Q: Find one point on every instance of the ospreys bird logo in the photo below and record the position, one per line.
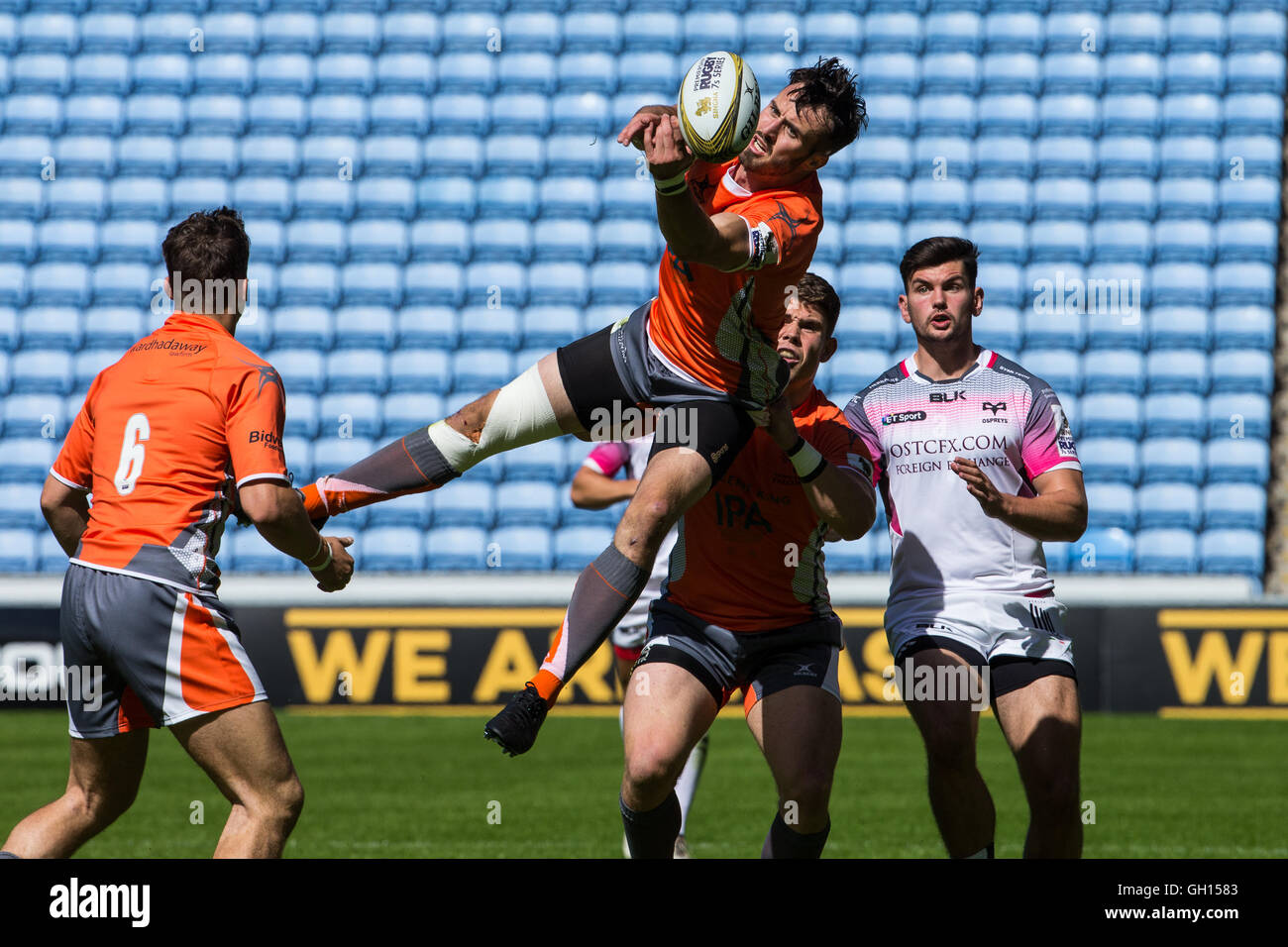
(267, 376)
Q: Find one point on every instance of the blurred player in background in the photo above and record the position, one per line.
(738, 235)
(166, 434)
(978, 468)
(596, 487)
(745, 607)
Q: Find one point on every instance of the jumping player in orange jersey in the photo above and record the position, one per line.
(746, 605)
(165, 436)
(738, 236)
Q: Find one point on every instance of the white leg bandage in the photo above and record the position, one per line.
(520, 415)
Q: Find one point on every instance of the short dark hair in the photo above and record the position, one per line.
(818, 294)
(828, 85)
(934, 252)
(210, 248)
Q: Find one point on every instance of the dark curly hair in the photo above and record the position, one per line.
(831, 86)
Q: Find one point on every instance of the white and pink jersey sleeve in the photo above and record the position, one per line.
(996, 414)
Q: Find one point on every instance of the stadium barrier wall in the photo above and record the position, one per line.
(1175, 661)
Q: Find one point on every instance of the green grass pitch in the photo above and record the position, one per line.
(430, 787)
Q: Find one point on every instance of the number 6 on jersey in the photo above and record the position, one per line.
(128, 472)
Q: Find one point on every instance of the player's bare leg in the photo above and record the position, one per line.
(529, 408)
(1042, 723)
(243, 751)
(102, 783)
(666, 712)
(958, 797)
(799, 731)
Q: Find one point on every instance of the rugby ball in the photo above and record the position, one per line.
(719, 106)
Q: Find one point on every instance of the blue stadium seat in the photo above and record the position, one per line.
(1234, 506)
(1181, 328)
(870, 241)
(1127, 157)
(1061, 329)
(1180, 283)
(1013, 33)
(487, 328)
(1111, 415)
(613, 240)
(51, 328)
(372, 283)
(357, 369)
(420, 369)
(1184, 241)
(456, 548)
(468, 502)
(520, 548)
(999, 329)
(39, 415)
(349, 414)
(1175, 415)
(527, 502)
(550, 283)
(892, 115)
(20, 506)
(1236, 460)
(519, 155)
(301, 416)
(1166, 551)
(408, 72)
(1012, 72)
(377, 240)
(1177, 369)
(1131, 114)
(1004, 157)
(1168, 506)
(518, 114)
(1001, 198)
(1239, 552)
(544, 460)
(390, 549)
(1171, 460)
(1256, 114)
(890, 72)
(1111, 505)
(301, 369)
(1249, 31)
(59, 241)
(1247, 241)
(549, 326)
(455, 197)
(441, 239)
(17, 551)
(1103, 551)
(579, 545)
(948, 115)
(1236, 371)
(1128, 73)
(60, 283)
(1113, 460)
(1252, 197)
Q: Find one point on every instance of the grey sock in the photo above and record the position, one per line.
(784, 841)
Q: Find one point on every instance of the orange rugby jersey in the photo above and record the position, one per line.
(720, 328)
(733, 564)
(160, 440)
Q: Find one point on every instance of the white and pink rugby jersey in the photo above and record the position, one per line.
(609, 458)
(1000, 416)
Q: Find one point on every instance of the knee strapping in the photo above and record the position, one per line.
(520, 415)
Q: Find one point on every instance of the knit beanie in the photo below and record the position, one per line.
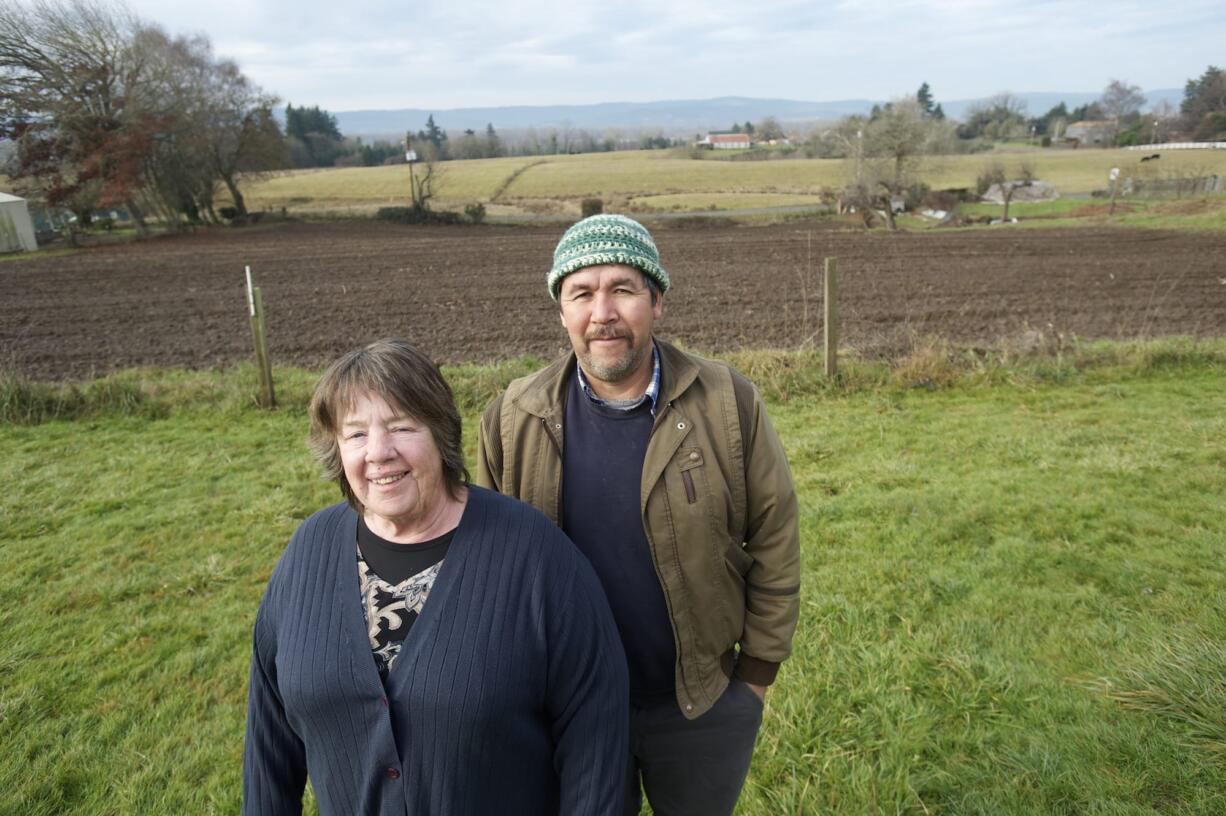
(606, 239)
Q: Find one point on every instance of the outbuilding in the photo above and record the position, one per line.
(16, 230)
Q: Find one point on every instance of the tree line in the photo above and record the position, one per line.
(107, 110)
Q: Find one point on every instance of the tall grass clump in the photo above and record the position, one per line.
(27, 402)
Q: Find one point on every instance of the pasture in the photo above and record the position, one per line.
(1013, 596)
(668, 180)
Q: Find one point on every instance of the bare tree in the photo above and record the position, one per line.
(1118, 101)
(889, 152)
(108, 110)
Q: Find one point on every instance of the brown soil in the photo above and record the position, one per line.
(478, 293)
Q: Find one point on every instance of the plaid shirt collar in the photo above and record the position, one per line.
(651, 393)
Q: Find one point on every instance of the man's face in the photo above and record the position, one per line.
(608, 315)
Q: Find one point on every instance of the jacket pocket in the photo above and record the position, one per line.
(688, 460)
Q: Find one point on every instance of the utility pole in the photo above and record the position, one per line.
(410, 157)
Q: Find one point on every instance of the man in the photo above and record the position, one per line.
(665, 471)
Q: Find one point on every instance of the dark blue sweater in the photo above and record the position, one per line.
(602, 513)
(509, 695)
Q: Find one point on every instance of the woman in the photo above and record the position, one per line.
(427, 646)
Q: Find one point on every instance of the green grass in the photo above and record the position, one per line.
(558, 183)
(692, 201)
(1014, 583)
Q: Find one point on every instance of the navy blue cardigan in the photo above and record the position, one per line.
(509, 695)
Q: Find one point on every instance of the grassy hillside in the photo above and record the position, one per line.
(666, 180)
(1014, 585)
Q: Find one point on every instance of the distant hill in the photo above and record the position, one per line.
(672, 117)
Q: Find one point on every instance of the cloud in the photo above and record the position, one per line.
(549, 52)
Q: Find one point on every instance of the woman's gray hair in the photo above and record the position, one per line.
(408, 381)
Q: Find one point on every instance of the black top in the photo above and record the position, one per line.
(392, 561)
(602, 467)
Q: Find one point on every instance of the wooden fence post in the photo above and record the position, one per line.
(259, 335)
(831, 317)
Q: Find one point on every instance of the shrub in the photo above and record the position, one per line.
(417, 216)
(476, 212)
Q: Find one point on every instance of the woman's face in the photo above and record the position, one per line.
(392, 464)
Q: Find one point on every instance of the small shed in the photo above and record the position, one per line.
(725, 140)
(16, 230)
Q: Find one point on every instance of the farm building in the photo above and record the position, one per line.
(1091, 132)
(725, 141)
(16, 230)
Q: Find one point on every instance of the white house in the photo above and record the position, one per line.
(16, 230)
(725, 141)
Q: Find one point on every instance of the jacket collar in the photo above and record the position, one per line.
(546, 393)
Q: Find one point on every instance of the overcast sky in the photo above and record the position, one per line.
(476, 53)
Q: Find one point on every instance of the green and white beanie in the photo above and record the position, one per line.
(606, 239)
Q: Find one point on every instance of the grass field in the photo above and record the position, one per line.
(1014, 583)
(639, 178)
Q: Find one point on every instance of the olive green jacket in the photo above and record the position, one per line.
(717, 501)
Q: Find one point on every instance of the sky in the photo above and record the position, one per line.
(441, 54)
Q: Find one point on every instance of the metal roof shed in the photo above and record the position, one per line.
(16, 230)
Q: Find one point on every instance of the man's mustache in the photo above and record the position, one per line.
(606, 333)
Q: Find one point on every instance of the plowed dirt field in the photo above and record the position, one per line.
(478, 293)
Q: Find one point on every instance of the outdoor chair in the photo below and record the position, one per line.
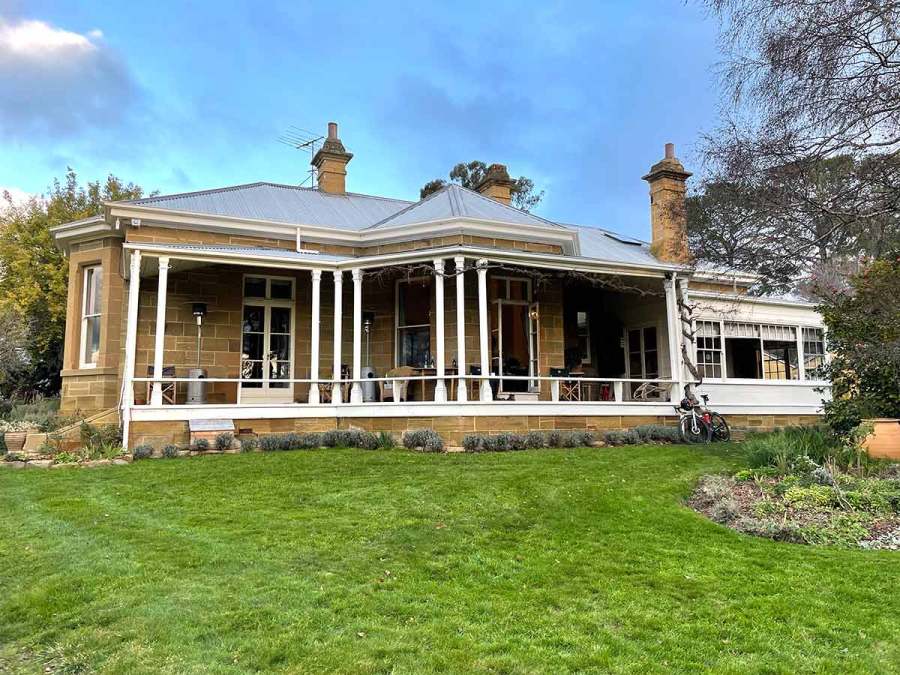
(395, 389)
(169, 388)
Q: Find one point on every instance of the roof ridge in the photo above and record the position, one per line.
(176, 195)
(506, 206)
(242, 186)
(413, 205)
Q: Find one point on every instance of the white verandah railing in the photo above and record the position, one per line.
(563, 388)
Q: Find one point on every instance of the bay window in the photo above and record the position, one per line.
(413, 340)
(90, 316)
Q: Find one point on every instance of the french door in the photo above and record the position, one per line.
(516, 338)
(643, 354)
(267, 340)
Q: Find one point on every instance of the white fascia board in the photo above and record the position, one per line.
(537, 260)
(316, 233)
(752, 299)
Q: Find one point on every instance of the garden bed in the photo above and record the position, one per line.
(806, 487)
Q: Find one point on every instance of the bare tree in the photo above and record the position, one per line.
(810, 133)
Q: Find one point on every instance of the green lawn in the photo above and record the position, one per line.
(355, 561)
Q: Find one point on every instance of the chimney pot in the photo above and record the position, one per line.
(331, 163)
(668, 215)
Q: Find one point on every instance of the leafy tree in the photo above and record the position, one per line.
(810, 132)
(863, 320)
(34, 278)
(470, 175)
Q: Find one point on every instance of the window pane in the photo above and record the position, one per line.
(281, 320)
(652, 364)
(518, 290)
(92, 339)
(649, 338)
(280, 347)
(279, 370)
(253, 319)
(251, 370)
(282, 289)
(93, 290)
(252, 348)
(415, 345)
(254, 287)
(414, 302)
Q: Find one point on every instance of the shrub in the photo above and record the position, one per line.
(427, 440)
(224, 441)
(98, 436)
(142, 452)
(472, 443)
(630, 437)
(658, 433)
(782, 448)
(65, 457)
(200, 445)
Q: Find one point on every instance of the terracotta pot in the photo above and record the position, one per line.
(884, 441)
(15, 440)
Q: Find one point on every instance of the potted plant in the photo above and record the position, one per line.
(883, 438)
(14, 433)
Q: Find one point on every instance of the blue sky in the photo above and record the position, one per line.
(187, 96)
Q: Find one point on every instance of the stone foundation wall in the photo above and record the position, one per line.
(452, 429)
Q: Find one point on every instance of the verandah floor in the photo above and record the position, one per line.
(360, 561)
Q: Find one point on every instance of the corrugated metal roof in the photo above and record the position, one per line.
(455, 201)
(602, 245)
(275, 253)
(284, 204)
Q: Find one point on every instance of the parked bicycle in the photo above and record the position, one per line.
(699, 424)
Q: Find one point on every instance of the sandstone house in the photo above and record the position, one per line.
(274, 308)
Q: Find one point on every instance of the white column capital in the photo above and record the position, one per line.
(136, 262)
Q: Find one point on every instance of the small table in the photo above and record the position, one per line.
(433, 371)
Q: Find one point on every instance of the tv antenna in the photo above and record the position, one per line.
(307, 141)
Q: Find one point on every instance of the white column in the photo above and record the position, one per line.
(440, 386)
(356, 388)
(336, 392)
(486, 393)
(159, 344)
(314, 339)
(461, 385)
(134, 290)
(673, 324)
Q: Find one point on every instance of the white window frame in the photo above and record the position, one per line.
(89, 273)
(798, 327)
(585, 361)
(265, 393)
(397, 325)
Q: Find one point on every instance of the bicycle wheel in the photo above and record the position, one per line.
(720, 430)
(695, 430)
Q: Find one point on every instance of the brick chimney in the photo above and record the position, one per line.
(668, 215)
(496, 184)
(331, 163)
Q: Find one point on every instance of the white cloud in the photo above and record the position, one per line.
(38, 39)
(57, 83)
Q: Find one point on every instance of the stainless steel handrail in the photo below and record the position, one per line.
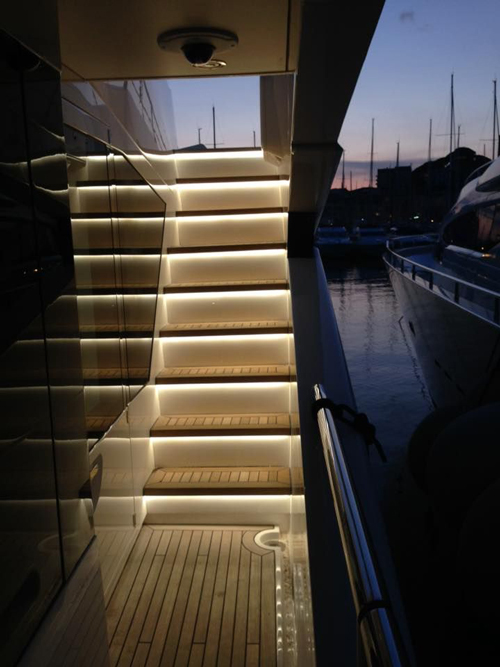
(381, 639)
(442, 273)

□ □ □ □ □ □ □

Exercise goal: Omit the pictures, then extract verbatim only those lines that fall between the line containing "Q: Find one point on every instance of the parked" and the final line of the records above, both included.

Response area:
Q: Find one point on every instance of the parked bicycle in the photo above and record the position, one per line.
(699, 424)
Q: Find one point on every instance of the sandstone house in the photo above and record the position, one per line.
(274, 308)
Q: Find one point on every instance of the white column capital in the photo above and record the position, one per line.
(136, 262)
Q: Find one point on every instance of the small table in the photo above and record the position, one per line.
(433, 371)
Q: Find one point on every instance of the tv antenna in the photo above and record the position, one per line.
(307, 141)
Q: Find one point on every instance of the white column in the photo above and record the position, one per line.
(440, 386)
(356, 388)
(336, 392)
(486, 393)
(159, 344)
(314, 339)
(461, 385)
(134, 290)
(673, 324)
Q: Find one point on every instance of the white window frame in the photo above and record the position, one per line.
(89, 273)
(798, 327)
(585, 361)
(265, 393)
(397, 325)
Q: Find one point on every instance of the bicycle wheel in the photo above and record the position, one per line.
(720, 430)
(695, 430)
Q: Find one point on every instance of the brick chimney in the photo above and record the position, one per line.
(668, 215)
(496, 184)
(331, 163)
Q: Find one point on every instance of the white cloud in the photo above and record the position, one per line.
(38, 39)
(57, 83)
Q: Find one point on every instance of the stainless steel handrail in the photo below and record the position, one per line.
(381, 639)
(442, 273)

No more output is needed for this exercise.